◆ **Task details**: Each entry below should be retyped exactly as given.

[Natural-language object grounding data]

· · · · ·

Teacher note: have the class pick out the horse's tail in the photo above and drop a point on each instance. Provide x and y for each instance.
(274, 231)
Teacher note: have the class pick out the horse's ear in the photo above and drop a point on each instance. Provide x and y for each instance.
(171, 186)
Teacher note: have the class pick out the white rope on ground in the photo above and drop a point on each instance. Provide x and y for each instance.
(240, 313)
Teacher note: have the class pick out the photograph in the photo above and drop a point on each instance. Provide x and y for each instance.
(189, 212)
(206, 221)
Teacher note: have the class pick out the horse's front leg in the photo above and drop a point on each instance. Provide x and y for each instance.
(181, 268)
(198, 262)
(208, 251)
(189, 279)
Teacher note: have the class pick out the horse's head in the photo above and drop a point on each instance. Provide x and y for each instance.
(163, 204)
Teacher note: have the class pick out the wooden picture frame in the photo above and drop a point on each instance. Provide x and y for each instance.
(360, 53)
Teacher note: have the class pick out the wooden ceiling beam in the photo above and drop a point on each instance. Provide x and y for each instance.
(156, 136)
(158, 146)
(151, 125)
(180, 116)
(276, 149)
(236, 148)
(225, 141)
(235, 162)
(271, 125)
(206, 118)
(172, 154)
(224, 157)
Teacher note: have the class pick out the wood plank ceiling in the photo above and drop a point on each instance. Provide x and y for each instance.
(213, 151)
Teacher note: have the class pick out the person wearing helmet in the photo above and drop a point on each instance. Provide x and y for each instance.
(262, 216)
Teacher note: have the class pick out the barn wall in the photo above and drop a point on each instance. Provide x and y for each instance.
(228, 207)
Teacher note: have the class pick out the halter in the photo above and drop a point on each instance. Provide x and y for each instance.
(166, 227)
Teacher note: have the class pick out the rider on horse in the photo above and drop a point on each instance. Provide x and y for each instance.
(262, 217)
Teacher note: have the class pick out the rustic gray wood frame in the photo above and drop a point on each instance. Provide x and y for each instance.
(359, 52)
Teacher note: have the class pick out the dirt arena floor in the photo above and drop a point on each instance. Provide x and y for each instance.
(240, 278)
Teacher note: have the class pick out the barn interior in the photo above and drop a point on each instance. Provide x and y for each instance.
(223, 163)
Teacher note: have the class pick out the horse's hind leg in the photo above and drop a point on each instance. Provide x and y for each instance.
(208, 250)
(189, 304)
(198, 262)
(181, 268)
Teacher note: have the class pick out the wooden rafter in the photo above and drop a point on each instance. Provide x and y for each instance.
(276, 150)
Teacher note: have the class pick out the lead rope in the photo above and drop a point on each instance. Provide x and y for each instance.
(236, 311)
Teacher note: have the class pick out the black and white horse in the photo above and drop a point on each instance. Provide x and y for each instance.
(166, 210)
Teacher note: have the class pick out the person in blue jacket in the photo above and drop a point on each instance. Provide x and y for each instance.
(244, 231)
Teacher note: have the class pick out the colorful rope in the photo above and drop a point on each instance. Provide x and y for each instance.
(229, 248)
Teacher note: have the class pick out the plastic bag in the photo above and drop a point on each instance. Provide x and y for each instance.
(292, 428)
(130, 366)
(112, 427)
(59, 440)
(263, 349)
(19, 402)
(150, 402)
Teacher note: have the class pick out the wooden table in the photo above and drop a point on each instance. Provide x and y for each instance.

· · · · ·

◆ **Answer for this exercise**:
Teacher note: have the class pick out the horse's tail in the photo above and drop a point on each instance. Provide x and y for each instance.
(274, 231)
Teacher note: have the class pick out the horse's ear in the photo above and drop a point on each instance. Provide x and y for each instance.
(171, 186)
Teacher note: have the class pick out the white rope on ground in the photo above and drop a point on each instance. Provide x and y for each instance.
(240, 313)
Teacher note: have the class pick out the photograph in the photo above and drop a point on each instance. Provide x and y for each instance.
(189, 212)
(206, 221)
Teacher note: have the class pick out the horse's front leg in the photo above and drop a point on each instance. Provide x and y for each instance.
(181, 268)
(198, 262)
(208, 251)
(189, 279)
Teacher note: have the class pick out the horse's head in the photo above and drop a point on each instance. Provide x and y for each instance.
(163, 204)
Teacher note: have the class pick out the wooden picture frame in the photo above and drop a point on each instance. Provide x and y for each instance.
(360, 53)
Teacher note: have the class pick out the wooden ceiling beam in the photo above and drop a point on each instance. Provide x and y for each instance.
(156, 136)
(158, 146)
(151, 125)
(180, 116)
(276, 149)
(236, 148)
(225, 141)
(235, 162)
(271, 125)
(206, 118)
(172, 154)
(224, 157)
Teacher note: have the class pick out the wood plank ceiling in the photo above and drop a point on each instance. Provide x and y for each instance.
(213, 151)
Teacher note: have the class pick out the person wearing helmet in the photo above and drop a point on each instance. Provide x and y for each instance.
(262, 216)
Teacher note: have the class pick out the barn wall in the photo above and drop a point on each instance. Provide x and y for each instance.
(228, 207)
Teacher note: have the class pick out the halter in the photo above and drop a point on each instance. Provide x and y for each instance.
(166, 227)
Teacher note: have the class pick out the rider on horse in the photo above and drop a point on each instance. Provide x and y for each instance.
(262, 217)
Teacher note: have the class pick out the rustic gray wood frame in the photo above and drop a point on each instance. Provide x and y for each instance.
(359, 52)
Teacher note: have the class pick out the dirt arena floor in the photo above and drop a point on each instance. Provide x and y for each instance.
(240, 278)
Teacher note: have the class pick out the barn interior in the photo above and drop a point on each instance. Provide x and y for each instance.
(223, 163)
Teacher note: have the class pick out the horse's hind leg in the photo above and drop a point on each instance. Provide x and y for each instance.
(208, 250)
(189, 304)
(198, 262)
(181, 268)
Teacher note: have the class pick out the wooden rafter in the photo above and drop a point on each instance. Provide x and y for each instance.
(276, 150)
Teacher note: have the class pick out the lead rope in the photo above and drop a point on each instance. Provide x and y for each instance.
(236, 311)
Teacher note: have the class pick out the black and white horse in the photo above and drop a point on each instance. Provide x and y for each instance.
(166, 210)
Teacher note: have the class pick out the person in blue jacket in the photo above and drop a point on each instance. Provide x and y for each instance.
(244, 231)
Teacher note: have the class pick out the colorful rope in the photo above and drop a point on each instance. Provide x and y for each instance.
(229, 248)
Teacher note: have the class pick out the plastic bag in the photo above and drop a point on each instance. Provide x and y for each instance.
(292, 428)
(130, 366)
(112, 427)
(59, 440)
(263, 349)
(19, 402)
(150, 402)
Teacher note: have the class pick out the wooden table in the photo above and drop a point on each instance. Provide x and y for each instance.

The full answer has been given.